• To be done:
Can you copy the records word for word, starting at their first line and stopping after the line that contains "point(396, 143)"?

Dataset items:
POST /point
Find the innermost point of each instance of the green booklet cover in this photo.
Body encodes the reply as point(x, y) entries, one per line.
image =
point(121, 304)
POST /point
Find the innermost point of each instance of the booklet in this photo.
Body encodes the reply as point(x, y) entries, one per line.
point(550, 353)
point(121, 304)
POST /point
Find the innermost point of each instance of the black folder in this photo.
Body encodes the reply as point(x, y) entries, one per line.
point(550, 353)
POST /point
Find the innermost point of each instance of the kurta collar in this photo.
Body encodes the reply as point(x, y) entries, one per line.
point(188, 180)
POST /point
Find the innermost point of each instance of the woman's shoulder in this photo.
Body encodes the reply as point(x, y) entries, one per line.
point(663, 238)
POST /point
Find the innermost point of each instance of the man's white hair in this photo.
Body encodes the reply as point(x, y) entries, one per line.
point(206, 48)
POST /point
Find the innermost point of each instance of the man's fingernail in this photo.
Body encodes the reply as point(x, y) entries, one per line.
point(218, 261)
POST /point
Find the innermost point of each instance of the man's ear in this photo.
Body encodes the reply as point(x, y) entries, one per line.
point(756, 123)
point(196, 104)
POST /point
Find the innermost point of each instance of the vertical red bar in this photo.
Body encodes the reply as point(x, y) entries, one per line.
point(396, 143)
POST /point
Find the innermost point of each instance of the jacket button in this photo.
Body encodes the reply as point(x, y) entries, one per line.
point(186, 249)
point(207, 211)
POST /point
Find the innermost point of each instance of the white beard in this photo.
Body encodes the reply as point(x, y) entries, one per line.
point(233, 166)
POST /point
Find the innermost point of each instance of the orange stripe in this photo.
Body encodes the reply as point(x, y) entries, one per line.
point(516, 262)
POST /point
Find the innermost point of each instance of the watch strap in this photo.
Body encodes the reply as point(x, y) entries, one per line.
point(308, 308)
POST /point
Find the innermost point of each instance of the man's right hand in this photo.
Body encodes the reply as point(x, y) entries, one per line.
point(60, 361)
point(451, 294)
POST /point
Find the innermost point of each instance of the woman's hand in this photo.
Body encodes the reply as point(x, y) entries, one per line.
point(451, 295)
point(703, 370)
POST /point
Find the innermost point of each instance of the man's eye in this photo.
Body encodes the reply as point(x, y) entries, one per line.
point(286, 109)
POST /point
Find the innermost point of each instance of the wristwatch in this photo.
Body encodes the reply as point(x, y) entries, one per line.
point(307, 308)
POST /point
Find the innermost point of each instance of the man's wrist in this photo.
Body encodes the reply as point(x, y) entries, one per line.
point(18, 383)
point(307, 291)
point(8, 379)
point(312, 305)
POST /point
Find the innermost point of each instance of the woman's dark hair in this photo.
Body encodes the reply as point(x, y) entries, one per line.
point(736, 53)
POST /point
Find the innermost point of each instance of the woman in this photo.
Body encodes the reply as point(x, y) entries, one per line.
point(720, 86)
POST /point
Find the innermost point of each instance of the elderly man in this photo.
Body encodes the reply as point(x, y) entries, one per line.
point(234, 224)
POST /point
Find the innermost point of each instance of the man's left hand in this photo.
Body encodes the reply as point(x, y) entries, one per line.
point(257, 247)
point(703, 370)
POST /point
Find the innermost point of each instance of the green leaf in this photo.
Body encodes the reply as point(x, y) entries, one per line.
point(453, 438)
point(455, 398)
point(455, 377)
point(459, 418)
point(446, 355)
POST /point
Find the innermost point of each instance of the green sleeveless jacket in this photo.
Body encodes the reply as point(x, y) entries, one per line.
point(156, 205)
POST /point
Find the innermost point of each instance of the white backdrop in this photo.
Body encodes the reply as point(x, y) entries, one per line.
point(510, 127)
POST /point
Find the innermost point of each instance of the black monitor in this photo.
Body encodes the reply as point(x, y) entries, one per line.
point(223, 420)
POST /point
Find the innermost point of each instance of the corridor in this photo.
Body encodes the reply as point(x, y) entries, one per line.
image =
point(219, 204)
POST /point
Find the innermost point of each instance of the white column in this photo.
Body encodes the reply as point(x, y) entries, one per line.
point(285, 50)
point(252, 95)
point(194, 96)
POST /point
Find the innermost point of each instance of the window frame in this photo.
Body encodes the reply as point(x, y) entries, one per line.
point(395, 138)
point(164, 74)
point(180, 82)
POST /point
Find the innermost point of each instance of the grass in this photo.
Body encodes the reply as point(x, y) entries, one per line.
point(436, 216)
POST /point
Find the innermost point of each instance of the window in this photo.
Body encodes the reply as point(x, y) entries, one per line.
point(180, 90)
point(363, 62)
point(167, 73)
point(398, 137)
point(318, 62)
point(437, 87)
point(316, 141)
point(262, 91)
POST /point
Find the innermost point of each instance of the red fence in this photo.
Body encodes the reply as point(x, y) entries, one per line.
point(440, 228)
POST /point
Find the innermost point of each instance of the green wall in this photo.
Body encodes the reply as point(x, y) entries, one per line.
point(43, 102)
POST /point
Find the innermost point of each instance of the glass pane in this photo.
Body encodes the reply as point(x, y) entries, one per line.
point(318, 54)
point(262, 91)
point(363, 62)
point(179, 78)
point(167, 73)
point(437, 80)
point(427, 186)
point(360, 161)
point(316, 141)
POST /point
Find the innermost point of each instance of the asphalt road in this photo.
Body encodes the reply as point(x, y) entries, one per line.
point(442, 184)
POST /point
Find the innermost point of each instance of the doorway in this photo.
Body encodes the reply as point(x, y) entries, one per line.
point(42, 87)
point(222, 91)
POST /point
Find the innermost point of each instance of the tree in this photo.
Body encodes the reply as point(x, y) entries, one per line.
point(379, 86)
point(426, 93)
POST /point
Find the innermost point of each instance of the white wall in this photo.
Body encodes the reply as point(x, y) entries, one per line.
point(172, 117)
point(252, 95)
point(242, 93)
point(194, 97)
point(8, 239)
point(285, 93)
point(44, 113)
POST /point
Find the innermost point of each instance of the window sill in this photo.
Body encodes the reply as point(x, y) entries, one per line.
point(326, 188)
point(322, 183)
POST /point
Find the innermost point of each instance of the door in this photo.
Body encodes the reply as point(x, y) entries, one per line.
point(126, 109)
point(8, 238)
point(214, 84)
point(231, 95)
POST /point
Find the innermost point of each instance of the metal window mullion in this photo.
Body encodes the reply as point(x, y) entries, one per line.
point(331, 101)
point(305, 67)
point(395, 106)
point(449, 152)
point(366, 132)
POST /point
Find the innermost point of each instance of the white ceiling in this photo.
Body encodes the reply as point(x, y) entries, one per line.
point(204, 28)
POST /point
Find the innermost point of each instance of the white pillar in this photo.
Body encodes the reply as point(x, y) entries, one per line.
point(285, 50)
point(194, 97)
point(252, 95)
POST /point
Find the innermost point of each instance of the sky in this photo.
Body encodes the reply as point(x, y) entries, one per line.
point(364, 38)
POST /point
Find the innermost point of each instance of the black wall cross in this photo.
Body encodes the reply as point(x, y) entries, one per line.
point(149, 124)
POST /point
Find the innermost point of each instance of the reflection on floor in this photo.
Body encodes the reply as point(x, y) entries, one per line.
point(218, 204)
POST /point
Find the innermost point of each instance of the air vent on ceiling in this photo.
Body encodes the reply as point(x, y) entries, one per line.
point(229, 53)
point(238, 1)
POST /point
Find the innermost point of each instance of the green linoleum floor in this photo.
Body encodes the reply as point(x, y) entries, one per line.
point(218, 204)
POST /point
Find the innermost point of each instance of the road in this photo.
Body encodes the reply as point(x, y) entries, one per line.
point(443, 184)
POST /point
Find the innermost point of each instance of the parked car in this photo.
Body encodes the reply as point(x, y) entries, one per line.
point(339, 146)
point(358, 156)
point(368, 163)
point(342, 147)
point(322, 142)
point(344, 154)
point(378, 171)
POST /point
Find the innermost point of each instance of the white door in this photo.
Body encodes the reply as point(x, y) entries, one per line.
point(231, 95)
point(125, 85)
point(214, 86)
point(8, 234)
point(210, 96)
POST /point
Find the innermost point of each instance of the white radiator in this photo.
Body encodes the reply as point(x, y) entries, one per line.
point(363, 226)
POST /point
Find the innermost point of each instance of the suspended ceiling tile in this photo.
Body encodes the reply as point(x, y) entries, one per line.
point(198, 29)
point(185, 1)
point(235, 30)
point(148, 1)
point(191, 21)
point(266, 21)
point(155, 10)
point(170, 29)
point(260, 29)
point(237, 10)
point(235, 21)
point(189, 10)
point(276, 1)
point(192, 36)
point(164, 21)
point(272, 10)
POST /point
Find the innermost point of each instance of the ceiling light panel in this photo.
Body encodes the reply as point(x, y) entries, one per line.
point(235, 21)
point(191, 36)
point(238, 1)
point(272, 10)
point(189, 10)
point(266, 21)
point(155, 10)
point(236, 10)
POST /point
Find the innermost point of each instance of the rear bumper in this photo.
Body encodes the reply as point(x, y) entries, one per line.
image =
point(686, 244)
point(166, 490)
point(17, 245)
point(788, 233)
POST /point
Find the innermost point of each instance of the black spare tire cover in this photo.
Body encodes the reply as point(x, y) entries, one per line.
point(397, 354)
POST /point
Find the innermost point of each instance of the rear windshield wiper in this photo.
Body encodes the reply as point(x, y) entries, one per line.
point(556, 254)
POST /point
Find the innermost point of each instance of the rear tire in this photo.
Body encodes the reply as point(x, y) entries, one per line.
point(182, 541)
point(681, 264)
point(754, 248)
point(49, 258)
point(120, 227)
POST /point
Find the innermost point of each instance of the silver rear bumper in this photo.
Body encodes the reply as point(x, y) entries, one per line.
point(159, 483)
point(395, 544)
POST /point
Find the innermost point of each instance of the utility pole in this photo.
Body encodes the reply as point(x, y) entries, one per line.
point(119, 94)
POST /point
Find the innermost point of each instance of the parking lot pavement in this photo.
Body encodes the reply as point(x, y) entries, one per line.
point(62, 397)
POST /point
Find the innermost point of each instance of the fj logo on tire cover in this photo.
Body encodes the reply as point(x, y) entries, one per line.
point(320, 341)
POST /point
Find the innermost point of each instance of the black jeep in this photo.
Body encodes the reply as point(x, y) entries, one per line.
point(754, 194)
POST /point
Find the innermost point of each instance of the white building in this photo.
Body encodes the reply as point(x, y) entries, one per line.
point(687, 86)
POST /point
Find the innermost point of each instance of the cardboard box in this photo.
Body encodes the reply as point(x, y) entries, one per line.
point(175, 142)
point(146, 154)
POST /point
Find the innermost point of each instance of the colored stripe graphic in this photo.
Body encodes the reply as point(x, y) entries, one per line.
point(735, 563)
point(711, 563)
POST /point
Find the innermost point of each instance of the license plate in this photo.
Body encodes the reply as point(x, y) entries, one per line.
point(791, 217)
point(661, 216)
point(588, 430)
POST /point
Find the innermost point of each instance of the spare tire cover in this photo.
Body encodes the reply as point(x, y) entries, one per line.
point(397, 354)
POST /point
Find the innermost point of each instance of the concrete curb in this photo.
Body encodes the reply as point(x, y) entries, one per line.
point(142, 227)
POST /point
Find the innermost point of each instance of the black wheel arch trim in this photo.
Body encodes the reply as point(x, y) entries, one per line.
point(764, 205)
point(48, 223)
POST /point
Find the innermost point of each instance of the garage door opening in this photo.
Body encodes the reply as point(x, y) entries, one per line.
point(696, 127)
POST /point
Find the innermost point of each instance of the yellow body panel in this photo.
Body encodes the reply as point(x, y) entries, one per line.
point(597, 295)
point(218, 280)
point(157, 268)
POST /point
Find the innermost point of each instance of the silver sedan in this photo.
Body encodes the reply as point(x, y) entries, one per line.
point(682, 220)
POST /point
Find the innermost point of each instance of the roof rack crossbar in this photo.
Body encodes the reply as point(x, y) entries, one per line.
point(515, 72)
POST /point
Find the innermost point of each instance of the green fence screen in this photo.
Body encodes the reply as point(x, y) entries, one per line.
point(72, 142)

• Full response:
POST /point
Find the innermost point of each instance of the green booklet cover in this photo.
Body encodes the reply as point(x, y) entries, one per line.
image =
point(121, 304)
POST /point
Find the innermost point of each instance of the booklet in this photo.
Body encodes the reply as point(x, y) entries, one per line.
point(550, 353)
point(121, 304)
POST /point
Find the innermost point of each instance of the black folder in this photo.
Body encodes the reply as point(x, y) entries, one per line.
point(550, 353)
POST /point
Find the innermost point of each instance of the kurta collar in this photo.
Body encodes the reply as point(x, y) entries, one per line.
point(188, 180)
POST /point
Find the innermost point of each instance of the woman's shoulder in this photo.
Body encodes the reply as point(x, y) entries, one per line.
point(663, 238)
POST /point
Find the innermost point of each instance of the man's white hair in this photo.
Body encodes the reply as point(x, y) entries, one per line.
point(206, 48)
POST /point
Find the innermost point of each instance of the man's fingernail in this photo.
Body encodes the reply as point(x, y) entries, one per line.
point(218, 261)
POST /point
Find the innermost point of each instance of the man's ear in this photo.
Body encodes the reply as point(x, y) entries, one per line.
point(756, 123)
point(196, 104)
POST /point
Find the innermost point of each instance of the vertical red bar in this photo.
Body encodes the reply as point(x, y) entries, one per line.
point(396, 143)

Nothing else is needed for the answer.